*WHAT NEEDS TO BE DONE:*
The forum post below describes a near miss with a small white van. List the options the writer marks a) through c) for what the van driver was doing while crawling along at walking pace.

*DOCUMENT EXTRACT:*
- - - -

# Is it the hot weather ................



## garvin (May 7, 2002)

.............. that makes some drivers behave like complete twats ............ early in the morning?

Friday travelling to work. Good fast 'B' road with right hand bend which has a minor road junction on the left 10 yards or so before the bend. Me, I'm driving at my normal sedate pace :roll: towards the bend when small white van appears at the mnor road junction. I'm ready to apply the anchors in case matey boy pulls out but good, eye contact achieved so he's seen me ................... or has he ............... 20 yards or so to junction and out he merrily pulls. Anchors away but not only does he pull out but crawls along at walking pace whilst he a) finds the gear he's missed, b) takes the van out of third gear he's pulled away in, or c) completes his day dream - who cares? I'm thinking this is going to be a bit messy and the ABS kicks in just in the nick of time and prevents me rear ending twat features by an inch or so  Calm meditation prevents road rage consuming every inch of my being ............... plus the fact that I was too pre-occupied checking to see that the undies were still OK for the rest of the day!!

- - - -

*DATA EXTRACTS:*

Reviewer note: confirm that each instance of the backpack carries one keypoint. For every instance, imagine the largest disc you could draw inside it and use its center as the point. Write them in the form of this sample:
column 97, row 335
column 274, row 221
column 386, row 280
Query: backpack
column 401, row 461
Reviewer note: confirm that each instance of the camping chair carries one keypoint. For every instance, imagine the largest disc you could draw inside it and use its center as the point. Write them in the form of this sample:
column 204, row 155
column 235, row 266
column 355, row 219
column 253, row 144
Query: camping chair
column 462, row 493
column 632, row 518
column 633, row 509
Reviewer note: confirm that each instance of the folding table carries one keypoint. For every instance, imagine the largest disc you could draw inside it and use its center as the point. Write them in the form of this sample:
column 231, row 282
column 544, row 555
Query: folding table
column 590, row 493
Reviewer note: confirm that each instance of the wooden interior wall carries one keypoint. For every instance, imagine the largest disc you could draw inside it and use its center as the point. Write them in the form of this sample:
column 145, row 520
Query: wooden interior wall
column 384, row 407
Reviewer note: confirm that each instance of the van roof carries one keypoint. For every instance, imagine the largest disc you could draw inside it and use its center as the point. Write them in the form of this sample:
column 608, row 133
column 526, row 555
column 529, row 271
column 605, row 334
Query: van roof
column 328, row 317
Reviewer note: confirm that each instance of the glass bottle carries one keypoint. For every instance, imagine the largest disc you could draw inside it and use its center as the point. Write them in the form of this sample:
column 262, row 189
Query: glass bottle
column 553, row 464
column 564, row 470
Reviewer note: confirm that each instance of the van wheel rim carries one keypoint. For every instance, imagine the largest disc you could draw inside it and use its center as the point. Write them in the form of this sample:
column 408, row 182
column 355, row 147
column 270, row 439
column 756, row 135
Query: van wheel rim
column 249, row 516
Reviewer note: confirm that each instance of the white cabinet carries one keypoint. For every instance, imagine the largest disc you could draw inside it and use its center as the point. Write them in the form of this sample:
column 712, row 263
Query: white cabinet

- - - -

*SOLUTION:*
a) finding the gear he's missed
b) taking the van out of third gear he's pulled away in
c) completing his day dream